* What is required *
Count the lines in the records that hold the string "tree". Only the number should be given.

Data excerpts

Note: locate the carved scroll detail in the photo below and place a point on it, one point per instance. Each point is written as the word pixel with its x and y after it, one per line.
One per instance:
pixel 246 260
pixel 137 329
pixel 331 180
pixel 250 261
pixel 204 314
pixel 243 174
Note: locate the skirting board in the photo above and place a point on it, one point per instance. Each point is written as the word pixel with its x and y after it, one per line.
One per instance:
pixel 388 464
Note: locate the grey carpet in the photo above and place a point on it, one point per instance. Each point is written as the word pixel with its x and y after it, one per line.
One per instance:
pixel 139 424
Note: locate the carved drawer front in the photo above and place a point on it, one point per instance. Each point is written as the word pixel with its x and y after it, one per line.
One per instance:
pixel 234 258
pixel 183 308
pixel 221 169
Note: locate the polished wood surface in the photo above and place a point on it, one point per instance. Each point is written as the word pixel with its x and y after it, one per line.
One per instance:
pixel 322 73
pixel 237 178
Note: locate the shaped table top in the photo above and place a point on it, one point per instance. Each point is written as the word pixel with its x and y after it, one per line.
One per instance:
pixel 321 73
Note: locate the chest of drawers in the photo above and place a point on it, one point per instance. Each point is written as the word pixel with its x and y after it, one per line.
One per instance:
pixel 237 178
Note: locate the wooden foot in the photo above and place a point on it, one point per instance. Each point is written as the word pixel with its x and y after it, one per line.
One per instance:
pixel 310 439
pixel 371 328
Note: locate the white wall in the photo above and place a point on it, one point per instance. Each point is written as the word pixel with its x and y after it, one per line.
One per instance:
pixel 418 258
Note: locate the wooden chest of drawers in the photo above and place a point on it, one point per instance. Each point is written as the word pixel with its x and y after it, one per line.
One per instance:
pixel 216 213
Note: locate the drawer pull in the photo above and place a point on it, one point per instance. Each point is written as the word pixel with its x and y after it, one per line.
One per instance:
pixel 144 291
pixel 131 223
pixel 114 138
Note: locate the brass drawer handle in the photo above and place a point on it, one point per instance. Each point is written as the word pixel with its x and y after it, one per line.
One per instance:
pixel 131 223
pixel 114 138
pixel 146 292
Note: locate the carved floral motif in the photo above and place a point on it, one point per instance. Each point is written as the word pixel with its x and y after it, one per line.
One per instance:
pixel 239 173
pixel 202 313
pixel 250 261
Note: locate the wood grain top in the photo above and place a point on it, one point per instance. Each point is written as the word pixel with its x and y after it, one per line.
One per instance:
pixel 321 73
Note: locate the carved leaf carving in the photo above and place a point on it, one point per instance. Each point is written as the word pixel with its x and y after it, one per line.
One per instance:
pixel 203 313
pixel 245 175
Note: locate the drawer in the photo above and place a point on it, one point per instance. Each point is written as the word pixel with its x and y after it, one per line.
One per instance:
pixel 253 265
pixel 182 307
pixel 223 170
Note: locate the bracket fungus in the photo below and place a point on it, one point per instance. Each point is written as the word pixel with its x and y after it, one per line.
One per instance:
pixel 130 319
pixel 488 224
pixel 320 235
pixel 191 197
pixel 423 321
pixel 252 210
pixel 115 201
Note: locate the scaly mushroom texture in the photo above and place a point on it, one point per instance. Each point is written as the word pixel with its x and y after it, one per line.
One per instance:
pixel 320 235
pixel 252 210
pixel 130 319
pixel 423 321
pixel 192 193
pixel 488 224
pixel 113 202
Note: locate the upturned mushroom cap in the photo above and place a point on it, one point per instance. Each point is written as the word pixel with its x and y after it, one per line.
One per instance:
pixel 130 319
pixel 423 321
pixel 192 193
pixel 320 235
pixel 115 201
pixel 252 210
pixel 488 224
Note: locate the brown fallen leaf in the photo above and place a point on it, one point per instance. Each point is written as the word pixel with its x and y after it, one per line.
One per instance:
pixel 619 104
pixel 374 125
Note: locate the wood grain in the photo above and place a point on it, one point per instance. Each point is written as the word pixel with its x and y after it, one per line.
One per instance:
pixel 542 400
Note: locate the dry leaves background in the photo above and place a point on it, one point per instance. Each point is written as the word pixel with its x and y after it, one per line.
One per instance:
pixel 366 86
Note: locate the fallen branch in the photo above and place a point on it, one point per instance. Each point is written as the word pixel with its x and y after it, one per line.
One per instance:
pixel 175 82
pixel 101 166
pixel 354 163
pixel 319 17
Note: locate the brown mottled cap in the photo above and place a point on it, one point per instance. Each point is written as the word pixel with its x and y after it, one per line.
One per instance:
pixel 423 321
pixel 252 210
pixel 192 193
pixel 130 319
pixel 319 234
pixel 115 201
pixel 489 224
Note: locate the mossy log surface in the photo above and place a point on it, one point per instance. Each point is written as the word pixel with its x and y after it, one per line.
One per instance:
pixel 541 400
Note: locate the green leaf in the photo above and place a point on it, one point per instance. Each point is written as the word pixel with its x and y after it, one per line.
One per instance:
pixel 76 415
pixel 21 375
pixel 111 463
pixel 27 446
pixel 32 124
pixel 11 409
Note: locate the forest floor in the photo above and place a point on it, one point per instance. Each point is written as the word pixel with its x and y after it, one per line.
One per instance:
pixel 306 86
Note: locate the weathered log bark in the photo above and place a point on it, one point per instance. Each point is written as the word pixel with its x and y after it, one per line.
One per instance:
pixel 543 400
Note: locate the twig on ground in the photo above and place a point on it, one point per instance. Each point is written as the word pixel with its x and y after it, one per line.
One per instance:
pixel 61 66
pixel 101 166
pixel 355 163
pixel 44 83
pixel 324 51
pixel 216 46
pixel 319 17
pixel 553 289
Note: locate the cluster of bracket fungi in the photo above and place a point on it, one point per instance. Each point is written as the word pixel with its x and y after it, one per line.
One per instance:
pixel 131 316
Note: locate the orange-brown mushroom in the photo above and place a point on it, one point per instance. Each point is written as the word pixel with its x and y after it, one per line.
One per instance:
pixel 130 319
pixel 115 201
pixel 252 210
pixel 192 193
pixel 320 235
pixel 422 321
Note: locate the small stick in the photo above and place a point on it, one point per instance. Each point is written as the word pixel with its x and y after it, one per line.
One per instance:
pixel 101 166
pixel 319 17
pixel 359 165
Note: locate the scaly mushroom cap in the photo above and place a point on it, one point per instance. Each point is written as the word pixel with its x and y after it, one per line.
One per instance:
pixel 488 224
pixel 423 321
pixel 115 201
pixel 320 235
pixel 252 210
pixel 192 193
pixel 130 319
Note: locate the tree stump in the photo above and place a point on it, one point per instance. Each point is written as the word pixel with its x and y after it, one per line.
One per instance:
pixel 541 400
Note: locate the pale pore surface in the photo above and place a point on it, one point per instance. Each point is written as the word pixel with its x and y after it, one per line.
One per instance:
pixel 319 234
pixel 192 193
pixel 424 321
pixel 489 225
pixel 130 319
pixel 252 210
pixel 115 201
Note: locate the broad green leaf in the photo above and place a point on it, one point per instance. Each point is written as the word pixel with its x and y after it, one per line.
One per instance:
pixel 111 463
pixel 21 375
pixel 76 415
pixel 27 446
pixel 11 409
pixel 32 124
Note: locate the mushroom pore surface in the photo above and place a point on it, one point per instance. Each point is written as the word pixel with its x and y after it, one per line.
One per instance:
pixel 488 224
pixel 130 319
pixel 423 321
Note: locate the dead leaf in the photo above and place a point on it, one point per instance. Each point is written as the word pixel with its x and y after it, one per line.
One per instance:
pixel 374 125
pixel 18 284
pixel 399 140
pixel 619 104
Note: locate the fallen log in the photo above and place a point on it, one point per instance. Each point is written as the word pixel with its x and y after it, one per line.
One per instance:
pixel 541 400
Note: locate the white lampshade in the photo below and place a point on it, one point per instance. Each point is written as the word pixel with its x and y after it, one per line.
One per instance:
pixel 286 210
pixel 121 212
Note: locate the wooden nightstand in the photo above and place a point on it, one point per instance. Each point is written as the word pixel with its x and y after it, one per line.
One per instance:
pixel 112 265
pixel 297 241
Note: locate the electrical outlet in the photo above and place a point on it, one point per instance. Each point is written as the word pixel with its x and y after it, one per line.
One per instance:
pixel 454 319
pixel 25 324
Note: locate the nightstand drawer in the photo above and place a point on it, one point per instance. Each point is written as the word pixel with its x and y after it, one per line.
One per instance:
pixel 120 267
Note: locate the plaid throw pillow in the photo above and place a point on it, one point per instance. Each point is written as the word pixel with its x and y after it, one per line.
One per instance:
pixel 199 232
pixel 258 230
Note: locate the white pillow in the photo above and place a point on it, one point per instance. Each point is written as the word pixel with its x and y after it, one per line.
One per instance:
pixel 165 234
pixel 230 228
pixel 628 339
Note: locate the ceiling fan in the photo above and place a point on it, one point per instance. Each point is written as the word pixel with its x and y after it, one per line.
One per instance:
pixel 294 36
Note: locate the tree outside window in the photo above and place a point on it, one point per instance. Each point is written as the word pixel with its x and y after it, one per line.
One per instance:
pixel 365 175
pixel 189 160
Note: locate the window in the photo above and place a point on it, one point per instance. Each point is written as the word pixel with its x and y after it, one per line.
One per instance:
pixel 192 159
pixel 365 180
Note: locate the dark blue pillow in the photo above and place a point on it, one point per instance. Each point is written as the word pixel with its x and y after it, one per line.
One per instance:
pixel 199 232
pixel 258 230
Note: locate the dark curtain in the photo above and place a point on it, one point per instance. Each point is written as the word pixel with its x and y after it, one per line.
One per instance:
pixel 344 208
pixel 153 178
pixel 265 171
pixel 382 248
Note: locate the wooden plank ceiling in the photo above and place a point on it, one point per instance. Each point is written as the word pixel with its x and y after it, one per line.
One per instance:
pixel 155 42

* Task response *
2